* [Task item]:
Character for character, reproduce every entry below.

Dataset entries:
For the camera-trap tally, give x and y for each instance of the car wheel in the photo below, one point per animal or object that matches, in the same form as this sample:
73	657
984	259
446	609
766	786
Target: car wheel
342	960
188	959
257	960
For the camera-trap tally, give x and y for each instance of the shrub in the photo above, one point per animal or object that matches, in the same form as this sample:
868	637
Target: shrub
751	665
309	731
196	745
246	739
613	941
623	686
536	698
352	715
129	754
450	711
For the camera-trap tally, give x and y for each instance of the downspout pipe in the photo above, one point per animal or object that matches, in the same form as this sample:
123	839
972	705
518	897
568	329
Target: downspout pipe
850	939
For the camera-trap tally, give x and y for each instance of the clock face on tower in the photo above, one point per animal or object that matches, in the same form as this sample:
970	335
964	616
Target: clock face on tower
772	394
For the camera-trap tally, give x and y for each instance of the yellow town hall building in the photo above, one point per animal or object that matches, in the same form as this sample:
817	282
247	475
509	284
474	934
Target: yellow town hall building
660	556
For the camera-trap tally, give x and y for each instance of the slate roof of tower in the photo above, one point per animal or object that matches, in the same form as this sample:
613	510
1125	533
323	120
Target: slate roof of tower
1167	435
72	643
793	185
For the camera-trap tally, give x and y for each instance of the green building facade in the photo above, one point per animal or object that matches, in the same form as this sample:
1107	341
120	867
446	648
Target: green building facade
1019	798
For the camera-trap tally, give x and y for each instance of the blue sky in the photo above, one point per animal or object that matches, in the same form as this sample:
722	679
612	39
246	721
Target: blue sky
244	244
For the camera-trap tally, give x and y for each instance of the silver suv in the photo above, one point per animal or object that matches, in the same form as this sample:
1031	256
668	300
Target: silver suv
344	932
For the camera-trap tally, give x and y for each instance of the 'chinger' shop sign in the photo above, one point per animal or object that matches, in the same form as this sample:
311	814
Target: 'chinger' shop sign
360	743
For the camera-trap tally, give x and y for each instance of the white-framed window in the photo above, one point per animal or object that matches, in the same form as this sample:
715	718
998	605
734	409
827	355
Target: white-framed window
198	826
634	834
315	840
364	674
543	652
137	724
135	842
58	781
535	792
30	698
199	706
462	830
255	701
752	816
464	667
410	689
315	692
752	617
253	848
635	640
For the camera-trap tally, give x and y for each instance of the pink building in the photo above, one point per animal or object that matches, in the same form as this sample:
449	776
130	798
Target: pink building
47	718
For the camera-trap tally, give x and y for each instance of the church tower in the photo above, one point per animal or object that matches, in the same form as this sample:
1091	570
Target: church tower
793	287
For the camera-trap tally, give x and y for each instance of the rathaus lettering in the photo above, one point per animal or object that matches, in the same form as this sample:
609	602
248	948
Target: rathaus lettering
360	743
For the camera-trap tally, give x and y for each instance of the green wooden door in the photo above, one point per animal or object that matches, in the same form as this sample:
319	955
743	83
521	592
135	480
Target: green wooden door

* [Result of this task]:
For the camera-trap tally, give x and y for each instance of the car wheel in the photo below, one point per animal or object that matches, in the same form as this sample:
73	657
984	259
446	609
766	786
Target: car wheel
342	960
188	959
257	960
For the camera-trap tally, give x and y for each instance of the shrub in the photo above, one point per animal or object that matches, in the same form as this sample:
868	637
Target: shrub
751	665
309	731
196	745
246	739
613	941
623	686
536	698
352	715
129	754
450	711
For the camera-trap tally, give x and y for each instance of the downspout pipe in the photo above, one point per animal or object that matches, in the same form as this sample:
123	839
972	705
518	897
568	329
Target: downspout pipe
850	939
For the camera-trap tally, give x and y for each instance of the clock face on tower in the photo above, one point per animal or object that matches, in the same form as this sample:
970	335
964	616
Target: clock face on tower
772	394
For the camera-trap tally, give x and y for each instance of the yellow town hall building in the photo above, one point per animal or object that matches, in the same form as this sample:
817	282
247	475
509	284
474	934
Target: yellow town hall building
660	556
For the camera-trap tally, give x and y for each instance of the slate roof of tower in the photo above, one point per animal or object that matches, in the same form as this sample:
613	510
1125	533
323	120
Target: slate roof of tower
1167	435
72	643
793	185
For the camera-trap tally, give x and y for each instance of the green building facade in the photo above, one point per animal or object that matches, in the same form as this sample:
1107	341
120	867
446	648
Target: green building facade
1019	798
For the camera-trap tally, give x and y for each instance of the blue sky in the photo above, one point per animal or object that matches, in the same form as this sample:
722	679
612	39
246	721
Target: blue sky
244	244
For the camera-trap tally, give x and y for each instance of the silver suv in the photo above, one point per animal or object that matches, in the same form as this sample:
1031	256
668	300
Target: silver suv
344	932
For the camera-trap tally, give x and y for each instance of the 'chinger' shop sign in the photo above, one point per animal or object that matches, in the same form as this sample:
311	814
Target: 'chinger' shop sign
360	743
For the camera-trap tally, give x and y for each instance of the white-framed window in the photo above, one point per animal or object that matches, in the same form as this sample:
715	718
998	605
734	409
827	355
Target: white-framed window
198	826
634	834
315	840
364	674
543	652
137	724
135	842
58	781
535	792
30	698
199	706
462	830
255	701
752	816
464	667
410	689
315	692
752	617
253	848
635	640
For the camera-trap tally, give x and y for each instance of the pink building in the photo above, one point per animal or object that matches, in the same form as this sample:
449	776
130	798
Target: pink building
47	718
For the camera-trap tally, give x and y for each instance of the church tower in the photo above, one point per animal or object that matches, in the same form as this sample:
1091	570
Target: church tower
793	287
For the camera-trap tally, give x and y for each instance of the rathaus lettering in the photo above, one point per animal or object that matches, in the same form as this sample:
609	602
248	948
Target: rathaus lettering
360	743
For the camera-trap tally, give x and y for each instance of the green wooden door in the photo above, one point per animal or object that matches, in the same form as this sample:
319	955
743	83
521	592
135	480
Target: green wooden door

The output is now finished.